Document text |
When I think about a ripple effect, I think about the effect a rock has when it is thrown into the calm waters of a pond. The energy released by the initial splash disturbs the stillness of the water as the ripples travel out, some even touching the shore. But eventually these ripples dissipate and the waters retreat back into a calm. The only way to keep the waters stirred is to keep splashing, to keep the energy going.


Evangelism in a church is often like splashing water in a pond. For evangelism to keep its proper place there must be continual evangelistic ripples in the church. The ripples spread in all directions transforming lives as they go.


In looking at evangelism in the body of Christ, there are at least six ripples that need to be energized continually. Let’s look at each of these along with some recommendations for ways to keep the ripple effect going.


At the end of this blog, I'm making available a free download: Suggestions for an Annual Evangelism Strategy. Even if you only get one idea from it, it will be worth it.

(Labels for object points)
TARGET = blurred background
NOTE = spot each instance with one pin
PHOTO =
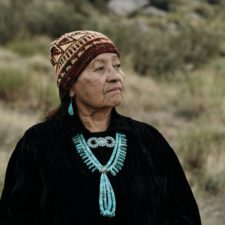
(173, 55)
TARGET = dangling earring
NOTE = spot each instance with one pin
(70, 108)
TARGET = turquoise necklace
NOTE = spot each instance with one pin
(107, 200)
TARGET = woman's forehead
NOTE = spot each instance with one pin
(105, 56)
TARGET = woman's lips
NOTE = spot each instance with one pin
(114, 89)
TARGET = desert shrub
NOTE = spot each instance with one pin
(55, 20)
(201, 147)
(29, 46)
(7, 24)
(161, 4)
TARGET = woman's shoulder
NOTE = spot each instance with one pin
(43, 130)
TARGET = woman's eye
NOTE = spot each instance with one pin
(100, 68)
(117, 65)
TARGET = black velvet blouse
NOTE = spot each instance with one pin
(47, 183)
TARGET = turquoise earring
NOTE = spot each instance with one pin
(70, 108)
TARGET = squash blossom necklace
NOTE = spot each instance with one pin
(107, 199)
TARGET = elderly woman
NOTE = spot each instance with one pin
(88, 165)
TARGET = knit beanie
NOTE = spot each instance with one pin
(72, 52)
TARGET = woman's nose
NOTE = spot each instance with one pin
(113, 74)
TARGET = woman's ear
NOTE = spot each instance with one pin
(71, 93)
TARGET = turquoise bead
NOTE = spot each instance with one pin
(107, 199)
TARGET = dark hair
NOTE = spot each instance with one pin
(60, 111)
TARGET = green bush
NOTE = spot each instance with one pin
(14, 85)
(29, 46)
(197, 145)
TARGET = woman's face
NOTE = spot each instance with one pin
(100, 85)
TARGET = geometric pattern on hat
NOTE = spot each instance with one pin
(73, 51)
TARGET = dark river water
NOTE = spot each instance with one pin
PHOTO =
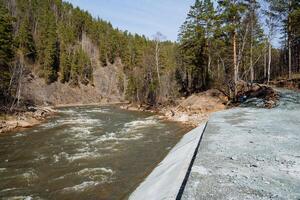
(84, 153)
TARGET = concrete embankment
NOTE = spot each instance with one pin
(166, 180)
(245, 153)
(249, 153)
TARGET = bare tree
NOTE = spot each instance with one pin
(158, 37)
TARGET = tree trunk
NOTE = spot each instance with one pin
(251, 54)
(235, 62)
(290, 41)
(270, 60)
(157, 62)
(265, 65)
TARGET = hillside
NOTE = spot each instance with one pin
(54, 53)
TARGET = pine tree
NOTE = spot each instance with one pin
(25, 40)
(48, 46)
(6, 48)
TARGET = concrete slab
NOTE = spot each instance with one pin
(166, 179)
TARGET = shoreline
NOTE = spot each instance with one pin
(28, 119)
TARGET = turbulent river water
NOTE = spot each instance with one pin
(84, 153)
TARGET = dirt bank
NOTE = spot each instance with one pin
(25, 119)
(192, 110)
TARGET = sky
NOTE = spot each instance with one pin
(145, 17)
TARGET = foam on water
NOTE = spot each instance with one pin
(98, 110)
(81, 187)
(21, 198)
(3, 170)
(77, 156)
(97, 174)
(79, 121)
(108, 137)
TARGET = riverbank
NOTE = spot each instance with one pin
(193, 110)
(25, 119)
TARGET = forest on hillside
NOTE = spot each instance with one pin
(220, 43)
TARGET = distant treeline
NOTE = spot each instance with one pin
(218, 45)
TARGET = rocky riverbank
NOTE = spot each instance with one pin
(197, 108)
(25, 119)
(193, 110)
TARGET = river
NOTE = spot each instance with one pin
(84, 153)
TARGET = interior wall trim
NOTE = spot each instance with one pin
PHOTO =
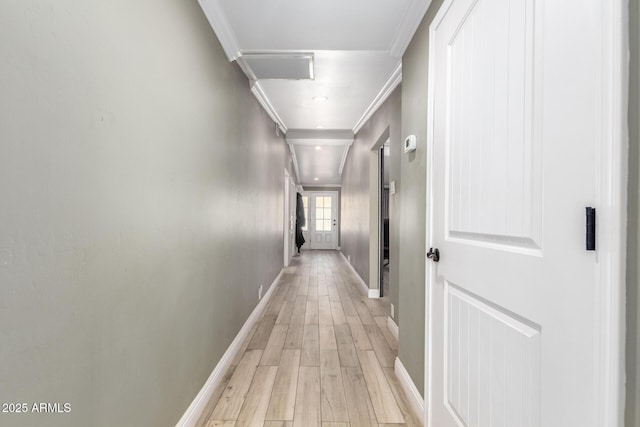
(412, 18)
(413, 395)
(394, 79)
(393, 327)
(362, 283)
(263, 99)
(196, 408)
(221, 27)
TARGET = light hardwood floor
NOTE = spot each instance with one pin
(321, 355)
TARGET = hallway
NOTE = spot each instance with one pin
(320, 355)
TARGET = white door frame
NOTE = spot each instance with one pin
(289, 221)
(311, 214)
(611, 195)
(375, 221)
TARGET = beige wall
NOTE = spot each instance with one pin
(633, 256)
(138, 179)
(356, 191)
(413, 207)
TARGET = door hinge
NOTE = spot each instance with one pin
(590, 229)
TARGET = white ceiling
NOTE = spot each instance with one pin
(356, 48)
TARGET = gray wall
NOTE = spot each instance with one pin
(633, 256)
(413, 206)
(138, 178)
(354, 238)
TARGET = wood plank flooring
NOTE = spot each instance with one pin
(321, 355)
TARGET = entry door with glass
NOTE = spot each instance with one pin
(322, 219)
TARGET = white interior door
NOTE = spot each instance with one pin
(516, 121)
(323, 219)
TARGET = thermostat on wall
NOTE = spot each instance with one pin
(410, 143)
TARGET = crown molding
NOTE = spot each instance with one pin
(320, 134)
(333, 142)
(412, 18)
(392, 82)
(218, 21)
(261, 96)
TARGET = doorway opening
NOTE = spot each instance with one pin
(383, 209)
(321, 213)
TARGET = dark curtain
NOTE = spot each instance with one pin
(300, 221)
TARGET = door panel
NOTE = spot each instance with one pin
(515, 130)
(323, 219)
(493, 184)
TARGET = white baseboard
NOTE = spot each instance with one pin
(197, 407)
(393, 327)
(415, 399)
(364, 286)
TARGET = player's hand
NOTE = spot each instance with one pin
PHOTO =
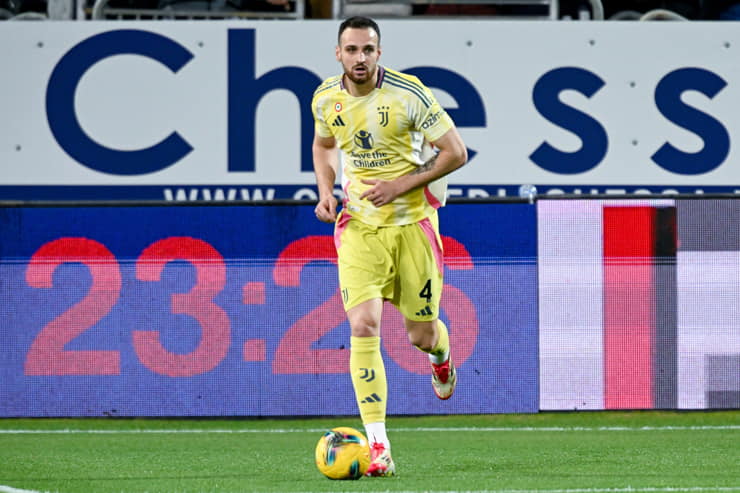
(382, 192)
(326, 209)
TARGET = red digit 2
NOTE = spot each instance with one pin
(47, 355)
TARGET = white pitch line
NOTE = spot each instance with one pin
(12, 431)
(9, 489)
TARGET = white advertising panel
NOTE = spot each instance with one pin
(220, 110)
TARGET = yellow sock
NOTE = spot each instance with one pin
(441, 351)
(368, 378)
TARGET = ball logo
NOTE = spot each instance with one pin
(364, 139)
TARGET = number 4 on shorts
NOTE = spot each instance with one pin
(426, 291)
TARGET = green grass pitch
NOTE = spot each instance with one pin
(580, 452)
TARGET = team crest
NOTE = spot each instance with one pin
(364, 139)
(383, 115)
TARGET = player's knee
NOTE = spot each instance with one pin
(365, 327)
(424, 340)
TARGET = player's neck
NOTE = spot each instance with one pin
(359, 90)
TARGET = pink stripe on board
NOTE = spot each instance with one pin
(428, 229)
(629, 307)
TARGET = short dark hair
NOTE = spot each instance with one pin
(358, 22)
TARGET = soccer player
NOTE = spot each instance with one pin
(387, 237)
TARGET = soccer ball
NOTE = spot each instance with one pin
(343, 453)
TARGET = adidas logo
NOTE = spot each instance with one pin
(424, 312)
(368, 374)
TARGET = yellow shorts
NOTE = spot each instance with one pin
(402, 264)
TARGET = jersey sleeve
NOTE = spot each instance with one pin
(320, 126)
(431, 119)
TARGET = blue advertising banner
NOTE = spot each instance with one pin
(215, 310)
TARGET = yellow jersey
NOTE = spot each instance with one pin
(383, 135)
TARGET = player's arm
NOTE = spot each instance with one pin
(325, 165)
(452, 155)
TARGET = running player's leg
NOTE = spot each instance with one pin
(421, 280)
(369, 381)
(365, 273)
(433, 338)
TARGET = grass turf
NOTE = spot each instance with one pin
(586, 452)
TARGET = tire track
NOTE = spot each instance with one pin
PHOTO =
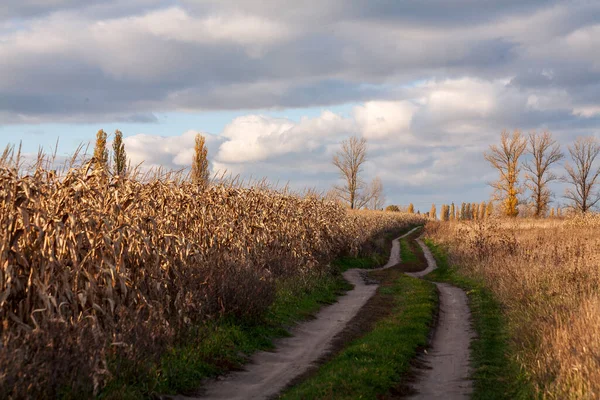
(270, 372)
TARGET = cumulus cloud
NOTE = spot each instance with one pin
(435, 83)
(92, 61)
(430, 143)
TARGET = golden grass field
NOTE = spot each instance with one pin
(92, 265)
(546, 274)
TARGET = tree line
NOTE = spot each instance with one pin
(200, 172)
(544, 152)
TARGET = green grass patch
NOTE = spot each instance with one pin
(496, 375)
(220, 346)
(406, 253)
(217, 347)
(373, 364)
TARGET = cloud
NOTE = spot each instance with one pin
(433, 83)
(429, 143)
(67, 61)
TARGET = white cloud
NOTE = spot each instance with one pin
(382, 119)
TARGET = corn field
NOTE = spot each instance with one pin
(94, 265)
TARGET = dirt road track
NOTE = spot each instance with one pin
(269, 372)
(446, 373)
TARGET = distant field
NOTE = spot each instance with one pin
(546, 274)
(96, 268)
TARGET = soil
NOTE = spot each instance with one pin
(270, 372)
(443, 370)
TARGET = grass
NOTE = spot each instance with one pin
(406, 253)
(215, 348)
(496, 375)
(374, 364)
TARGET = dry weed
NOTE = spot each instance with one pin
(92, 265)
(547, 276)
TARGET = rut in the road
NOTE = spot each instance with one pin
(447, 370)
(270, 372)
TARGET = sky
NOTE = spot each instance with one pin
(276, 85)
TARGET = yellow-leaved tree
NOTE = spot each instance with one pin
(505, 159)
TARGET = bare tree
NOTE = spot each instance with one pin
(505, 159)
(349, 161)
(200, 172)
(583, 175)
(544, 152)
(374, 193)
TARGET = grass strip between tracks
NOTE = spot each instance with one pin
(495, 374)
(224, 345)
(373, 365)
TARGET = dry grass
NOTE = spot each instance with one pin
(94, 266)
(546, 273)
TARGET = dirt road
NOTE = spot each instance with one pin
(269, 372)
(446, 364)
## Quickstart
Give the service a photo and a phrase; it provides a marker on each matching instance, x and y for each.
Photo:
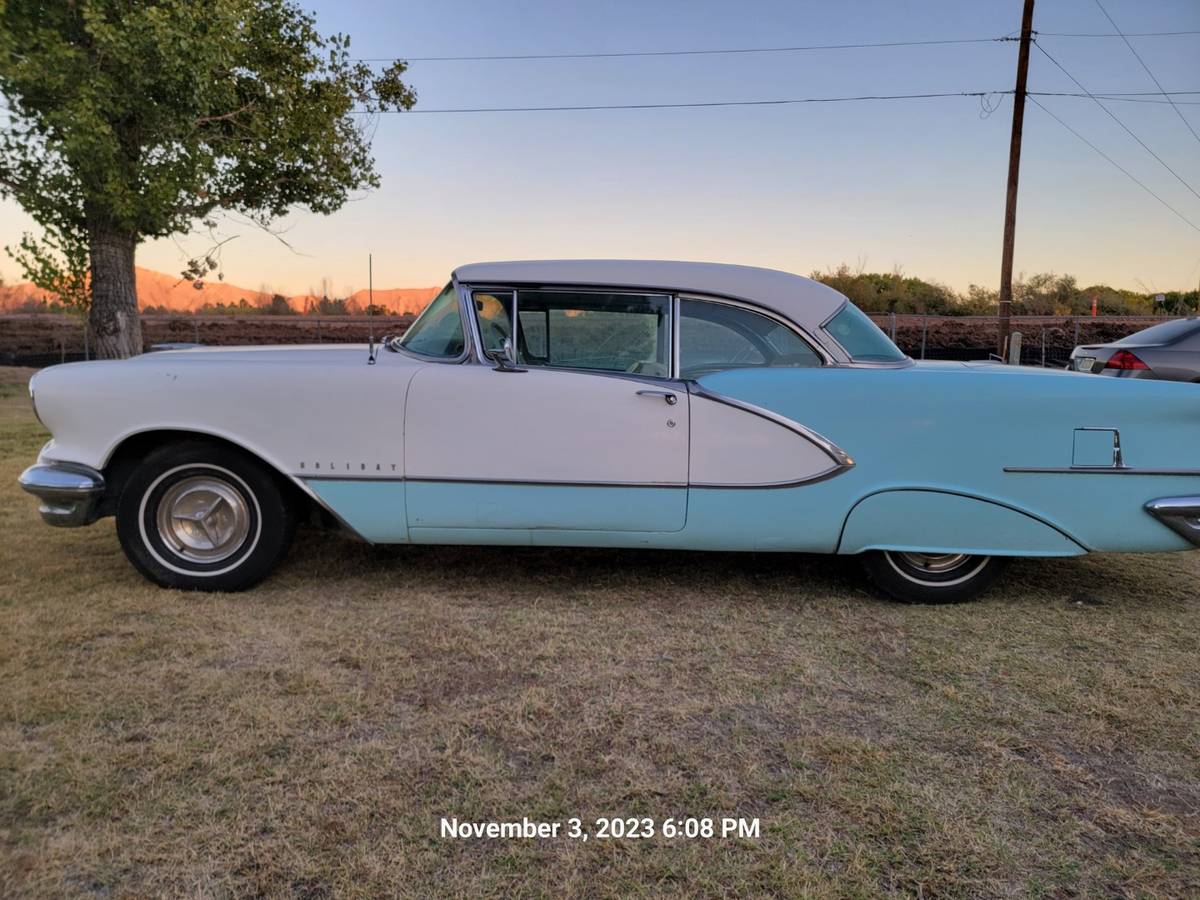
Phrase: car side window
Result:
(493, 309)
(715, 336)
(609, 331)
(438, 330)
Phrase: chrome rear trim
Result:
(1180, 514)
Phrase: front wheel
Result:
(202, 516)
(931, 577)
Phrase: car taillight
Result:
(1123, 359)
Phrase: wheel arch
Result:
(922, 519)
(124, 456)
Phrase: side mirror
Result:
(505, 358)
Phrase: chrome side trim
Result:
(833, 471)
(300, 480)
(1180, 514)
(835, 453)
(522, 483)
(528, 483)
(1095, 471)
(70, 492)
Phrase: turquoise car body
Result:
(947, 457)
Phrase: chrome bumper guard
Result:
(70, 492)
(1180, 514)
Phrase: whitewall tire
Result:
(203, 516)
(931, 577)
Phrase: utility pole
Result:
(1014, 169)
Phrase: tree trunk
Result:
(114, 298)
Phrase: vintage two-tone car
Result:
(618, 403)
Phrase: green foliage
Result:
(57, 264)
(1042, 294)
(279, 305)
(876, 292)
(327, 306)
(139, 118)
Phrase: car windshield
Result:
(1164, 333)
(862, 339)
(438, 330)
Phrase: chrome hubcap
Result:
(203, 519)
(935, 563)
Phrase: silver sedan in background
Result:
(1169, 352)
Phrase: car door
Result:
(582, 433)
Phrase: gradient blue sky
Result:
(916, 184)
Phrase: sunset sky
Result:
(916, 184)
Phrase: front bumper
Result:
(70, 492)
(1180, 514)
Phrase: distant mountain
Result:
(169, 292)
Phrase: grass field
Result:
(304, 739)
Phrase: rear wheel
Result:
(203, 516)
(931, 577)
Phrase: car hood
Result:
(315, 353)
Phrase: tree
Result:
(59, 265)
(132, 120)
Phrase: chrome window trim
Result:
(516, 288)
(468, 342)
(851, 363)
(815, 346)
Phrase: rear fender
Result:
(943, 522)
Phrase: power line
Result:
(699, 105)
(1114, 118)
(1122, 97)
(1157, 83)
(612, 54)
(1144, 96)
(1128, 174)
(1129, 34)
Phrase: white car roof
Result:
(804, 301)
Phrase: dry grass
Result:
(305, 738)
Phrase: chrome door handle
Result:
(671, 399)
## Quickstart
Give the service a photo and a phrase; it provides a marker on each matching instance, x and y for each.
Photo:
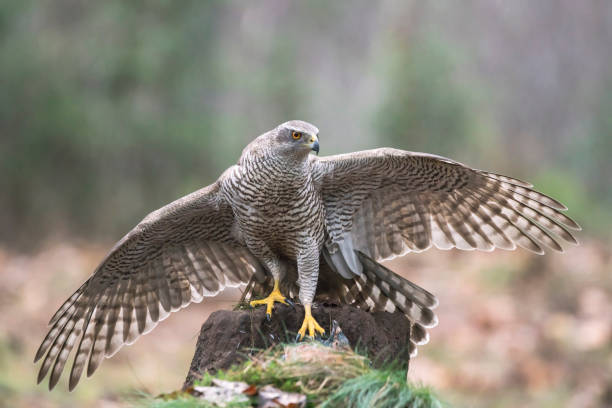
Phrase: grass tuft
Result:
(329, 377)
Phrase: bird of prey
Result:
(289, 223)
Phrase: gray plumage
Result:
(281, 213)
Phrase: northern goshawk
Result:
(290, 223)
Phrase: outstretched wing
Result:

What you will do | Write out the ripple-effect blog excerpt from "In looking at" up to and including "be worth it.". These items have no role in what's asked here.

Answer for this exercise |
In looking at evangelism in the body of Christ, there are at least six ripples that need to be energized continually. Let’s look at each of these along with some recommendations for ways to keep the ripple effect going.


At the end of this blog, I'm making available a free download: Suggestions for an Annual Evangelism Strategy. Even if you only get one idea from it, it will be worth it.